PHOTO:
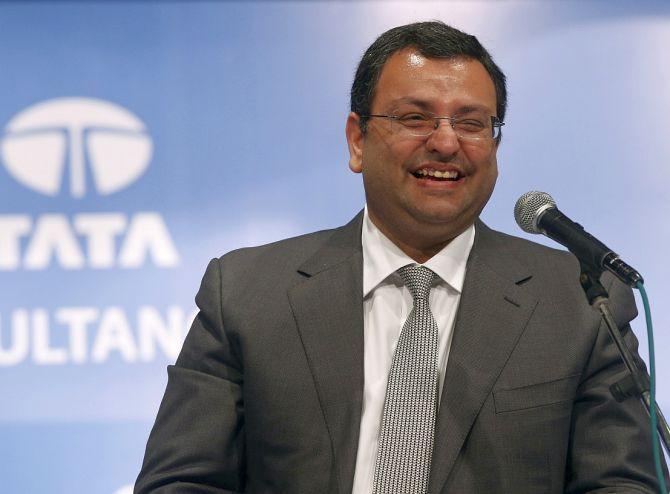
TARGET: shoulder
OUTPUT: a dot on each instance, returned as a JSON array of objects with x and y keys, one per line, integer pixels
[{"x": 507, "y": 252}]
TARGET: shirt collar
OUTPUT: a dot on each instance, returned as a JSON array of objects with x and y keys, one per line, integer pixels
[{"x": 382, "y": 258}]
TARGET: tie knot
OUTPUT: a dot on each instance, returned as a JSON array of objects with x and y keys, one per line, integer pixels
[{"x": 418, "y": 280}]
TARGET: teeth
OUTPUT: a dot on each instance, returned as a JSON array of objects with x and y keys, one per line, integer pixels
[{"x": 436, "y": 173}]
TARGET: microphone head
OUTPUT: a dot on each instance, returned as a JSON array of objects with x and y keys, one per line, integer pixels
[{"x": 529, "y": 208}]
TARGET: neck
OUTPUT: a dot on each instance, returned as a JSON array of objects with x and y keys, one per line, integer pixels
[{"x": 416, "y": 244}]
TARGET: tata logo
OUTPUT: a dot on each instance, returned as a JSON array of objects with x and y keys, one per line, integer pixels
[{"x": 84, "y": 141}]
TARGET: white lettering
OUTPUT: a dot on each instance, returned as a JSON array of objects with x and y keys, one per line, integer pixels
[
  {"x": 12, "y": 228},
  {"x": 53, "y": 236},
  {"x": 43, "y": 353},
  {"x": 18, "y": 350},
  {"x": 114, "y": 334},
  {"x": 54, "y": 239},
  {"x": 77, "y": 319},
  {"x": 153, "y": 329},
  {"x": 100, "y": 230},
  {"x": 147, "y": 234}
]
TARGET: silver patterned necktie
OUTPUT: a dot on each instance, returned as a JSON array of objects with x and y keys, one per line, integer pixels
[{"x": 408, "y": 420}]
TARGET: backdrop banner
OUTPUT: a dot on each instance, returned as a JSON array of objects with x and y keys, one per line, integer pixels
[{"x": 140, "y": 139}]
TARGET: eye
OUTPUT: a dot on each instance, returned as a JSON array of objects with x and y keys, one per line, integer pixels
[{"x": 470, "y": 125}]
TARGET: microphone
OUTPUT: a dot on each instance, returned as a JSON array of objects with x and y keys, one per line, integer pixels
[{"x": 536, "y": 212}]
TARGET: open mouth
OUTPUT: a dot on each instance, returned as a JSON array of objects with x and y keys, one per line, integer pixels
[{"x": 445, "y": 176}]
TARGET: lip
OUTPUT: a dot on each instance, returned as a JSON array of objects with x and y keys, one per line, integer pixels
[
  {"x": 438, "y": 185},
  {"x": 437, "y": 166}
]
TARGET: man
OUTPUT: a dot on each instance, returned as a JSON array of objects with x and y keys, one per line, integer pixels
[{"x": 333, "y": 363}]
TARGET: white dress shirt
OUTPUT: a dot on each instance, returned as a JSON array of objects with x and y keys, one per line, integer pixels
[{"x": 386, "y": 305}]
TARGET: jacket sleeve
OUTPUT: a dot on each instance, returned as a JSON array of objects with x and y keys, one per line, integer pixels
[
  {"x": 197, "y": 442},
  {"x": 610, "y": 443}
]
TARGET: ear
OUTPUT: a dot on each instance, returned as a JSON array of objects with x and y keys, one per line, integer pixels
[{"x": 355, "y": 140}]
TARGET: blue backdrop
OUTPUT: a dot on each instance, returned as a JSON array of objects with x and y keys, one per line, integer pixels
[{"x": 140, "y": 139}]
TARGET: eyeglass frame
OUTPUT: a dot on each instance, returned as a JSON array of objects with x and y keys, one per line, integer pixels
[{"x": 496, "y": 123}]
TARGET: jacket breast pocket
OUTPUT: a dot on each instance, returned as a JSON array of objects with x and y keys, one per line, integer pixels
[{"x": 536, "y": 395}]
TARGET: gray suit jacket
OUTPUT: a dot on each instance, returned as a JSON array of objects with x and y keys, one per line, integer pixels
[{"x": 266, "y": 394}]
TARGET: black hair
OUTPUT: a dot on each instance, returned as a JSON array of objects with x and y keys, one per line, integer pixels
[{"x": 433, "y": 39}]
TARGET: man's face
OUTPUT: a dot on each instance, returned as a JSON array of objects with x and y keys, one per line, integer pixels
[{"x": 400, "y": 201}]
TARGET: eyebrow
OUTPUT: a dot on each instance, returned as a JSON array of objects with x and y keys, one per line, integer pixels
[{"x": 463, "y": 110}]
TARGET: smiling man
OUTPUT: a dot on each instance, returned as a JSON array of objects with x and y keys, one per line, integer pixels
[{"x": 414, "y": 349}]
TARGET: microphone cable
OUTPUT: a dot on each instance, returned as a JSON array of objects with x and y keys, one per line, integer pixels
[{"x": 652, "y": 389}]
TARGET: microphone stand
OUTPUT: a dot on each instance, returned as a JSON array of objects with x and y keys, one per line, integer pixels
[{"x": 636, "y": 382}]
...
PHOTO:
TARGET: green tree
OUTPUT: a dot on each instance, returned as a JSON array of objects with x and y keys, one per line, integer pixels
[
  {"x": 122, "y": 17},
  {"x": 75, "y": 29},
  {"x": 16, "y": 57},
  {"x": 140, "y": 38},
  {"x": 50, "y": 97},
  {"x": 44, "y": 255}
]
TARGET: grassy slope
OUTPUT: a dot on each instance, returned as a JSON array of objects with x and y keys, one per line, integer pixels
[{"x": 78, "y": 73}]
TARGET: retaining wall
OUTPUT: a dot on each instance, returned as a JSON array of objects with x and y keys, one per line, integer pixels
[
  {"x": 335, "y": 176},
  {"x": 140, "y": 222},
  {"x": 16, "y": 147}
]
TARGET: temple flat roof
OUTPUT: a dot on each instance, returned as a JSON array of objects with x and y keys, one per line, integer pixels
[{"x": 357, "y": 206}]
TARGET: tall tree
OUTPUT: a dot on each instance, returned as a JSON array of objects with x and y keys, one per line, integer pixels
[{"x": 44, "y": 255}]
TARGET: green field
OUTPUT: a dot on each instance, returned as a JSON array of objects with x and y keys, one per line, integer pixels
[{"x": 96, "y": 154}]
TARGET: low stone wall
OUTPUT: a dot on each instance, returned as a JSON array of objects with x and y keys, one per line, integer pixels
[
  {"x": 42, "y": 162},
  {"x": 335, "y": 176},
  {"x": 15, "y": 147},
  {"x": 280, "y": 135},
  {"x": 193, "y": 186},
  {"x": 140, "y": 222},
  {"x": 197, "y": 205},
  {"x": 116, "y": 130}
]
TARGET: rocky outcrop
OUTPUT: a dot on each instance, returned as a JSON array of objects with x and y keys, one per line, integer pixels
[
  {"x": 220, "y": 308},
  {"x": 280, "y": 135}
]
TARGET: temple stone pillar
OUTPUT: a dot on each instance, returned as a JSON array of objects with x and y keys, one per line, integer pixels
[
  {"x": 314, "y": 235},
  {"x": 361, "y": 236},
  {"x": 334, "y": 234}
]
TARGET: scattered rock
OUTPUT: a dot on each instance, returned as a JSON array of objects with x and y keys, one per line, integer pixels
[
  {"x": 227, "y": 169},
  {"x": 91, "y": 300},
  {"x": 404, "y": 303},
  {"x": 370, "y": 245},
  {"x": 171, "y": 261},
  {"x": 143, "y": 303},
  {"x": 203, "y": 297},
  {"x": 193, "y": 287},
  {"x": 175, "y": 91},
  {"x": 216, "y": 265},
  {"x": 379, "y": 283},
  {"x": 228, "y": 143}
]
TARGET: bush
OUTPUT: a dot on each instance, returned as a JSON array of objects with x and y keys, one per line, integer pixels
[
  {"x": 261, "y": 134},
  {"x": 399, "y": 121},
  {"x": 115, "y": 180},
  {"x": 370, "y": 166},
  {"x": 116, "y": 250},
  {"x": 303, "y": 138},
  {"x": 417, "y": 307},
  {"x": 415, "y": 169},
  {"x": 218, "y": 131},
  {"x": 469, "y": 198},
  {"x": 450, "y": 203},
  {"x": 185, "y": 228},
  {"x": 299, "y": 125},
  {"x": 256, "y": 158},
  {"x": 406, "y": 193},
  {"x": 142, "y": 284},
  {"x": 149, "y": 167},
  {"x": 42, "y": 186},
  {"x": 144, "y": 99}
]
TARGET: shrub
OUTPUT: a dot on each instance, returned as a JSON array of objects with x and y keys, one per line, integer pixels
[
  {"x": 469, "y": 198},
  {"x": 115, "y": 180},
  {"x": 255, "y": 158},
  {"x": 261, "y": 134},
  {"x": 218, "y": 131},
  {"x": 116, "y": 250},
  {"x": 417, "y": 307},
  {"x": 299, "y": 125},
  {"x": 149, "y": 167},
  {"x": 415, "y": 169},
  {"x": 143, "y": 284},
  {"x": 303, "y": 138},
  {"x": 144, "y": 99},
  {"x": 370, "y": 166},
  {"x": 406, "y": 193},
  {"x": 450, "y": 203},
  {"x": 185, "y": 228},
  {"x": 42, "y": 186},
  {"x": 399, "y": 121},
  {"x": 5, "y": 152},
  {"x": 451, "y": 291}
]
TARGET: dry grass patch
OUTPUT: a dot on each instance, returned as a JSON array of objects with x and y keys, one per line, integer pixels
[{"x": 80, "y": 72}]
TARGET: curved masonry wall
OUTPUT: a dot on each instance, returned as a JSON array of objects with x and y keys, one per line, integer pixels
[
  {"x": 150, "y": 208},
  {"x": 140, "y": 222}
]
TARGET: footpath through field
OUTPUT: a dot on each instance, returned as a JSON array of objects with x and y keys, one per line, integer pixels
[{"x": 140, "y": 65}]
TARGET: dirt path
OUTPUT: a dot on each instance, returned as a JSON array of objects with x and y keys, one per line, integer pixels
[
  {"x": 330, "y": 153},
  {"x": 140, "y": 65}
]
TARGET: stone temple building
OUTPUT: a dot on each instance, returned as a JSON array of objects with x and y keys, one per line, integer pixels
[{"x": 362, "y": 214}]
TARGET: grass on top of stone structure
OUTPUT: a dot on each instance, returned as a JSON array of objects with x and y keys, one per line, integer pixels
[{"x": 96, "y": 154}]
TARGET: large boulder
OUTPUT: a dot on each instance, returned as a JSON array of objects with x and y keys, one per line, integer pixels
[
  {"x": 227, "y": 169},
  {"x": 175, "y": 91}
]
--
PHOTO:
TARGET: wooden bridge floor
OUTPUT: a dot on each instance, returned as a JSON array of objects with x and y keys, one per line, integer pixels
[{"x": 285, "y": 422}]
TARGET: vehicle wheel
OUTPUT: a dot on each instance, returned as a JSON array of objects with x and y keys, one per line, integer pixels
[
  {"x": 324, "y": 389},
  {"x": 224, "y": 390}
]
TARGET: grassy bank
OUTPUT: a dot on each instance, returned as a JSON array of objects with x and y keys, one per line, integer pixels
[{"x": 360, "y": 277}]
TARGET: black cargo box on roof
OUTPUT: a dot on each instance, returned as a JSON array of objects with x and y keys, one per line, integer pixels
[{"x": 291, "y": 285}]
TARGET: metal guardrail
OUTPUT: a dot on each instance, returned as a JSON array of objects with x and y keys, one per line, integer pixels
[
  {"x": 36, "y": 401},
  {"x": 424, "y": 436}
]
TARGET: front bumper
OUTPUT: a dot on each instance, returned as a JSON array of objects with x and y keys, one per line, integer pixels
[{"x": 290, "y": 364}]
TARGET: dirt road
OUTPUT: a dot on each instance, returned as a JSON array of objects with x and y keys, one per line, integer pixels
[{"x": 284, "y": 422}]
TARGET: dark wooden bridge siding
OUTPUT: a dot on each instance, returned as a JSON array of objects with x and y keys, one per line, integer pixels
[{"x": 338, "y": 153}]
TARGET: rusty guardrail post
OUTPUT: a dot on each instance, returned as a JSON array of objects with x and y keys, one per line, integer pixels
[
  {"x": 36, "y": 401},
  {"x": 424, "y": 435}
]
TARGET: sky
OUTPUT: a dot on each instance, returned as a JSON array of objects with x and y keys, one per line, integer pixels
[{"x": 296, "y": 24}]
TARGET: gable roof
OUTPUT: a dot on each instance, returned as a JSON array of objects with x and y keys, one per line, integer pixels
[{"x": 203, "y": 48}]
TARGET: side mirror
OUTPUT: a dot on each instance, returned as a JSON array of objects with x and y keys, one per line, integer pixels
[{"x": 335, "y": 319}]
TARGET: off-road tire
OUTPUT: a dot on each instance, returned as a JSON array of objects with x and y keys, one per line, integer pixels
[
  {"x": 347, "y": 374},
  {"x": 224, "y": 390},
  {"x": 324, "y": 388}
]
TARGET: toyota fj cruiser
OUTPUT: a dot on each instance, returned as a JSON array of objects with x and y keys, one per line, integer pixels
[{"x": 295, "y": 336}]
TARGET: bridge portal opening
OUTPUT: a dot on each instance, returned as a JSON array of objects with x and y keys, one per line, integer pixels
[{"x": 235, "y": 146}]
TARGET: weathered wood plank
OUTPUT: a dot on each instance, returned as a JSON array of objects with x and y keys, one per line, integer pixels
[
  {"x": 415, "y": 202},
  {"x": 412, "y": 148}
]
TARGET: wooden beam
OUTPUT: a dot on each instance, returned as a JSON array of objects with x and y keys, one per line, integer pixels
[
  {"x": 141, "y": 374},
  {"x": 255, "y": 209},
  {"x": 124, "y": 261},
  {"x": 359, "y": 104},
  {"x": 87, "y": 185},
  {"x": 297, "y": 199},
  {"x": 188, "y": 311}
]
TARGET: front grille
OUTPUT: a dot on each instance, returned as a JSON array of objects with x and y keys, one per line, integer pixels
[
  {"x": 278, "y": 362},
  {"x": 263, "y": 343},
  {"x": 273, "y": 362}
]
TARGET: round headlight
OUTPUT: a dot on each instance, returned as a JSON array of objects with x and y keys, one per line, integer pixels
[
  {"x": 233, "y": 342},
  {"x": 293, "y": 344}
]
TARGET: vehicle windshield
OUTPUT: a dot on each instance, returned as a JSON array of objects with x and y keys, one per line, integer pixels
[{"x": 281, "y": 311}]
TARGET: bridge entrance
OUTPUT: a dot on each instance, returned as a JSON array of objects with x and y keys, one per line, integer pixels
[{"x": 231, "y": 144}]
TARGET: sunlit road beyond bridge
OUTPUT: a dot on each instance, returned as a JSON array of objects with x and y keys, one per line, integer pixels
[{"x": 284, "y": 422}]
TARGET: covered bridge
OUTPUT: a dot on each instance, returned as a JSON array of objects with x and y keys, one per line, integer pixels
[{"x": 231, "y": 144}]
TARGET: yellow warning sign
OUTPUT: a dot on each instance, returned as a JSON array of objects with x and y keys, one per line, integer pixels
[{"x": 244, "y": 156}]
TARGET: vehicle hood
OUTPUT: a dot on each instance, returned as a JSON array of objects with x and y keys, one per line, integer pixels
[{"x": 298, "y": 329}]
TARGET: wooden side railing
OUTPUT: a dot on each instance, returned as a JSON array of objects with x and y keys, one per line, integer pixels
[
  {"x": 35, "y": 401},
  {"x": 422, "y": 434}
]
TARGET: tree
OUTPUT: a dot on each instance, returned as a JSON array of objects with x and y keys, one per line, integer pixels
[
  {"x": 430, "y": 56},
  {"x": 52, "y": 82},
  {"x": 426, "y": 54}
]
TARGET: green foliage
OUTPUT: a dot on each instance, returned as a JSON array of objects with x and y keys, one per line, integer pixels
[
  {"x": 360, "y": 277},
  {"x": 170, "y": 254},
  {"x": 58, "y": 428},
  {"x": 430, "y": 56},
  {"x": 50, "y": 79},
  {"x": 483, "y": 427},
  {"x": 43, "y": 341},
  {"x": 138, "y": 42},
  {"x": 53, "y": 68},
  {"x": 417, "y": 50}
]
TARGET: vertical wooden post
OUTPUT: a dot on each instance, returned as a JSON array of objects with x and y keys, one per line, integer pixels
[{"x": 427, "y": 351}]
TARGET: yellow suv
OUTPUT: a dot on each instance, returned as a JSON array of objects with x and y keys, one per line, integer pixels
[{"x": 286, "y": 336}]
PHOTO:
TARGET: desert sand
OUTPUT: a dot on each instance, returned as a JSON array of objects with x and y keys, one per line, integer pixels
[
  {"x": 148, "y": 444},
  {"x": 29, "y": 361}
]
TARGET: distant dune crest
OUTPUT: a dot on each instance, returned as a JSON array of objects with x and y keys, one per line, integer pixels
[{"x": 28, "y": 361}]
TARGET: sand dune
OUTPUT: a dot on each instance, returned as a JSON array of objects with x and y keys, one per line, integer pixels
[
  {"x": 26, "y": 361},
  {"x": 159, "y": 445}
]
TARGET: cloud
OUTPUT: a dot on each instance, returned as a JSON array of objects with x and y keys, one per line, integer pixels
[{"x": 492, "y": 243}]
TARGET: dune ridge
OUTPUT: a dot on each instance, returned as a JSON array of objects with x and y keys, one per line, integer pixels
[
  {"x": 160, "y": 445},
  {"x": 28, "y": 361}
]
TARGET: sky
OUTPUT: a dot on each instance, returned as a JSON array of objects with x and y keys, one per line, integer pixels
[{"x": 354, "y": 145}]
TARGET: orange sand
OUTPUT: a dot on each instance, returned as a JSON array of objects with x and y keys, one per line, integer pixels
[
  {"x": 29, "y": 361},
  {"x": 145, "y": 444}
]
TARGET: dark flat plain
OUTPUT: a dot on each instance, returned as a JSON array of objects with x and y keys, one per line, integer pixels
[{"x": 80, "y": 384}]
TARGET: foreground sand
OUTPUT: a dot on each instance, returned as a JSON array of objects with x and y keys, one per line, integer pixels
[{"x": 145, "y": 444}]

__STATED TASK__
Display each line in the listing above that contains the string "jacket".

__ANSWER__
TARGET: jacket sleeve
TARGET: jacket breast pocket
TARGET: gray suit jacket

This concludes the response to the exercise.